PASSAGE SHOWN:
Sara Rebecca Moore Browder (1947–2021) was an award-winning author and essayist whose published works include short stories, memoirs and biography. Her collection of creative nonfiction, Sorry Men in Southern Literature: 21 Original Short Stories, was published posthumously in 2023 by Home House Press. She was the wife of former U.S. Rep. Glen Browder, D-Alabama.

Her writing reflects sardonic memories of the foibles she observed in the people she met throughout her life, primarily in the rural South, but also in locales as distant from her childhood home as Russia and California.[1] Her wry Southern humor and "grim" landscapes have been compared to those of Flannery O'Connor and William Gay.[1]

She was a native of Clinton, South Carolina, and graduated from Clinton High School in 1966. She went on to earn Bachelor of Arts, Master of Public Administration and Master of Fine Arts degrees. She traveled extensively, visiting some 25 countries.[2] She lived most of her adult life in Alabama and Washington, D.C.

Saved data entries:
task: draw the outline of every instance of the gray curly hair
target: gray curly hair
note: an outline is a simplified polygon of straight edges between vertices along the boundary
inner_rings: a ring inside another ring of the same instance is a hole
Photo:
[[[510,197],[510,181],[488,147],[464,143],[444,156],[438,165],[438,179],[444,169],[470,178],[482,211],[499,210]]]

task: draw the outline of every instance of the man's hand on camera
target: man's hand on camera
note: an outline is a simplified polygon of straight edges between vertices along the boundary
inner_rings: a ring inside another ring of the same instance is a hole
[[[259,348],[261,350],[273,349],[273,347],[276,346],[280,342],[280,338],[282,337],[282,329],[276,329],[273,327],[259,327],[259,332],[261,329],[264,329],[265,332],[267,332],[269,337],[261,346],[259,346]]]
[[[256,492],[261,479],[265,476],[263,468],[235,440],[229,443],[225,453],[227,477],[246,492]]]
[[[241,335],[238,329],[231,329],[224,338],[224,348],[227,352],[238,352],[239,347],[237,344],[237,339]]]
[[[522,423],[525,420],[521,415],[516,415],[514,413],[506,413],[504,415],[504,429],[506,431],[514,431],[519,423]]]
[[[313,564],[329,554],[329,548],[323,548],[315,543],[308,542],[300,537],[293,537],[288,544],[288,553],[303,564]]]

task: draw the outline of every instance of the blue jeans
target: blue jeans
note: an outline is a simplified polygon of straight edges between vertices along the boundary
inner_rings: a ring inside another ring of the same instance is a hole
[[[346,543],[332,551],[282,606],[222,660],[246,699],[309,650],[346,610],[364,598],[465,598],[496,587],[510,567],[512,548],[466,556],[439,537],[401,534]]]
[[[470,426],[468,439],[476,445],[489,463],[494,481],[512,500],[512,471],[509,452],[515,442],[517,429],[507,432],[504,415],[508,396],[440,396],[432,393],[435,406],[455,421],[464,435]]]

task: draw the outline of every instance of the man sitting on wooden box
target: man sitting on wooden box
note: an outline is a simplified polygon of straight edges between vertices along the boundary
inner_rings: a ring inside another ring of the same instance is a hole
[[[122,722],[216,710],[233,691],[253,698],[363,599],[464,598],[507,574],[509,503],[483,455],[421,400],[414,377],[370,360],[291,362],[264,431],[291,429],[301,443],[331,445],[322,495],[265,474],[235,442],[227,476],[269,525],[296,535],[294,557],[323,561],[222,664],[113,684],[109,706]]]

WHAT THE TASK REQUIRES:
According to the passage about Sara Rebecca Moore Browder, in what year did she graduate from Clinton High School?

THE ANSWER:
1966